In 2003, the landscaping along the building’s south side underwent a transformation into a 318-foot rain garden. Water from 5.5 acres of the convention center’s roof is channeled into pools of varying height along the garden, where plants tease out contaminates and debris.
But the convention center’s new outdoor events space was perhaps most impressive to Salmon-Safe.
Constructed with pervious surfaces, native plantings and two bioswales, rainwater travels throughout the plaza, is cooled and filtered before moving to storm sewers. And thanks to the convention center’s stringent tracking of water use, the addition of the plaza has not raised its overall water consumption since its first certification.
An upcoming remodel of the center’s north plaza has the same goal of maintaining, or even decreasing, water usage levels, while simultaneously mitigating stormwater runoff.
Along with requiring Uchtman’s staff to log water and chemical use, Kent says the real test of sustainability comes from an onsite evaluation. Every five years, during the recertification process, an independent Salmon-Safe science team in the fields of salmon health, pest management and stormwater treatment tour the site.
Pleased with the strides the convention center is making in its mission for sustainability, Uchtman is already looking ahead. The center has already conducted a study on the feasibility of the installation of a green wall that would treat stormwater on the north side of property.

[Data lines]
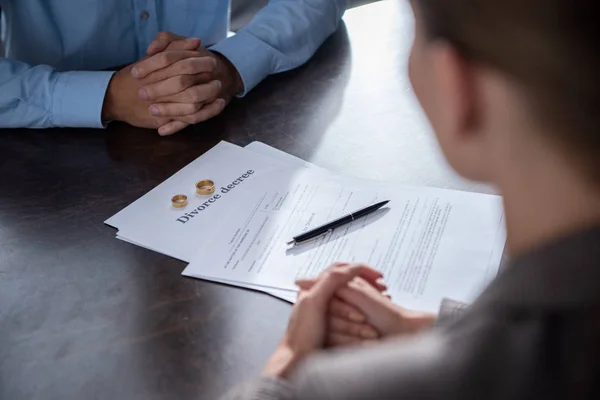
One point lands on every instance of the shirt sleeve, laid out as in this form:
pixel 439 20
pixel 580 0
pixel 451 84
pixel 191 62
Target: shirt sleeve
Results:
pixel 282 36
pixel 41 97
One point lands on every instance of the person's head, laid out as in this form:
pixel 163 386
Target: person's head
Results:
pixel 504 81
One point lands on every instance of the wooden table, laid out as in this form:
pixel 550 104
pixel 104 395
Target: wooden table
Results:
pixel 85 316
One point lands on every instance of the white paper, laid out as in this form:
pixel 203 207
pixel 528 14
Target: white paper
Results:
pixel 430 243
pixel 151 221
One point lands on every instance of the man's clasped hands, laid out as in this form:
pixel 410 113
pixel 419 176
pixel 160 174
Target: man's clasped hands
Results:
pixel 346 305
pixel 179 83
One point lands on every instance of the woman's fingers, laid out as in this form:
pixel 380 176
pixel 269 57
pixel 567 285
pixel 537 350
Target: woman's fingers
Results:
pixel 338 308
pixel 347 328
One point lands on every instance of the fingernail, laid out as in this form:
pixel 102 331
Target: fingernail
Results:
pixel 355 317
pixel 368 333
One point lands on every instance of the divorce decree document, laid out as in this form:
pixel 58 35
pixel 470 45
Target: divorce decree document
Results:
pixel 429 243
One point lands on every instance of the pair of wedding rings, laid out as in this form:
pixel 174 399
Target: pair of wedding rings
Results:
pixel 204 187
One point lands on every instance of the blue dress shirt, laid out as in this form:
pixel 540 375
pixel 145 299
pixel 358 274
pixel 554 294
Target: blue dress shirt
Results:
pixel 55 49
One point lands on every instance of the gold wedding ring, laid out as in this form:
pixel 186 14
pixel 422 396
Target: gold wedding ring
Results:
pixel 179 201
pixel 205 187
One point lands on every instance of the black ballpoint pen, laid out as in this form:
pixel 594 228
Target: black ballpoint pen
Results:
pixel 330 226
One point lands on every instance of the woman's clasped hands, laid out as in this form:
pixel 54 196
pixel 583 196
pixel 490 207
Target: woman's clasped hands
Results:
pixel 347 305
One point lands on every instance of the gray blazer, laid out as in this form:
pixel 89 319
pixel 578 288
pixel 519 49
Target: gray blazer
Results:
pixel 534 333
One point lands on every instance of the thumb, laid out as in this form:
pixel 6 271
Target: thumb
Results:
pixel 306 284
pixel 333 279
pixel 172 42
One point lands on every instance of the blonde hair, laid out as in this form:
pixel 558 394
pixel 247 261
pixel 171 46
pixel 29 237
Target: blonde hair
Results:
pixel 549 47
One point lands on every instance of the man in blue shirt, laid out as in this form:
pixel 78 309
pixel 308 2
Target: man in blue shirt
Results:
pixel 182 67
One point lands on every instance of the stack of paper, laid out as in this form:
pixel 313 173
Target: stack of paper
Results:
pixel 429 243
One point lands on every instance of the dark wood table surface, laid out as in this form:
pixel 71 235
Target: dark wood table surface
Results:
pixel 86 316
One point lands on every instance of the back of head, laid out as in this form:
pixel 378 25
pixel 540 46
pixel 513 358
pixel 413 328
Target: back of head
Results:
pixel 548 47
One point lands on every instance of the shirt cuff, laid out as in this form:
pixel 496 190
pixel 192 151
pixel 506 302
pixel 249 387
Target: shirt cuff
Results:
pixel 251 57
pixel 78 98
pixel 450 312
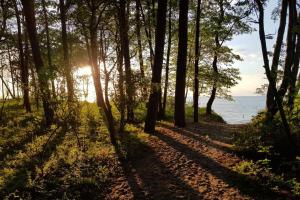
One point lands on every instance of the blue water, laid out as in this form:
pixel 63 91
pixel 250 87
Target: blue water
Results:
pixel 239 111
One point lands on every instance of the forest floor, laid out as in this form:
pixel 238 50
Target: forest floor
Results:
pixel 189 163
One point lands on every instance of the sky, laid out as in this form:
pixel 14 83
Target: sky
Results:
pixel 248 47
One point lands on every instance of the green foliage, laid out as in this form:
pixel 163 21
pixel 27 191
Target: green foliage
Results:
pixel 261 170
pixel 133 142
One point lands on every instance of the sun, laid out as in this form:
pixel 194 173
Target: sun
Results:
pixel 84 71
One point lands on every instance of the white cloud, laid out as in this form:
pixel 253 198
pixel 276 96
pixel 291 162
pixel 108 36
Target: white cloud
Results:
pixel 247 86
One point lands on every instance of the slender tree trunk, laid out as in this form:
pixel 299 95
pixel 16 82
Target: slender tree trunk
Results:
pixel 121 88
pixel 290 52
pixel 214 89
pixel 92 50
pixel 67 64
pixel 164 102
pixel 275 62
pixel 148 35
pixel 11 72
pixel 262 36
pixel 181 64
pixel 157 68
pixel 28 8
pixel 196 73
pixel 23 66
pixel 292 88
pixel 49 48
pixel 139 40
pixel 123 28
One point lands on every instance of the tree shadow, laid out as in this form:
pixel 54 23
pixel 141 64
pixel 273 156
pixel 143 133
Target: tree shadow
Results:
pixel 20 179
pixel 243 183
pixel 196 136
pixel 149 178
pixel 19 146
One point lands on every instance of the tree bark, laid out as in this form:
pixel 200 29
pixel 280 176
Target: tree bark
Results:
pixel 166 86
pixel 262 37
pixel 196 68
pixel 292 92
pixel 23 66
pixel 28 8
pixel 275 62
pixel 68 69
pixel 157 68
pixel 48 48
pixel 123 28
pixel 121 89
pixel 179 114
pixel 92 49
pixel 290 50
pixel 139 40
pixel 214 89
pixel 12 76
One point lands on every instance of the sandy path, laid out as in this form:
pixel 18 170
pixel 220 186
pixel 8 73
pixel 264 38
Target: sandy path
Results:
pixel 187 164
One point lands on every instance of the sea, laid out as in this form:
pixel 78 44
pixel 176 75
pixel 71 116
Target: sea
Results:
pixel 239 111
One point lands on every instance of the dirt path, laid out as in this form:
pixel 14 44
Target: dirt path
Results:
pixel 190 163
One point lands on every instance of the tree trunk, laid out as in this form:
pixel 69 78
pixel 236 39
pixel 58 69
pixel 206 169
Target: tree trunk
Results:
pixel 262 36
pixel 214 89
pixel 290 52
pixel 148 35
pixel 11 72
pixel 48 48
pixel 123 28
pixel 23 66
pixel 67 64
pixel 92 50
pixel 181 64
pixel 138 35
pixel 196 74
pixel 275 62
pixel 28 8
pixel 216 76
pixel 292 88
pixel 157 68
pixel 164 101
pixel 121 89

What to do: In the convention center text, how often does the independent Salmon-Safe science team tour the site? These lines are separate material, unrelated to the text.

Completed exercise: Every five years, during the recertification process.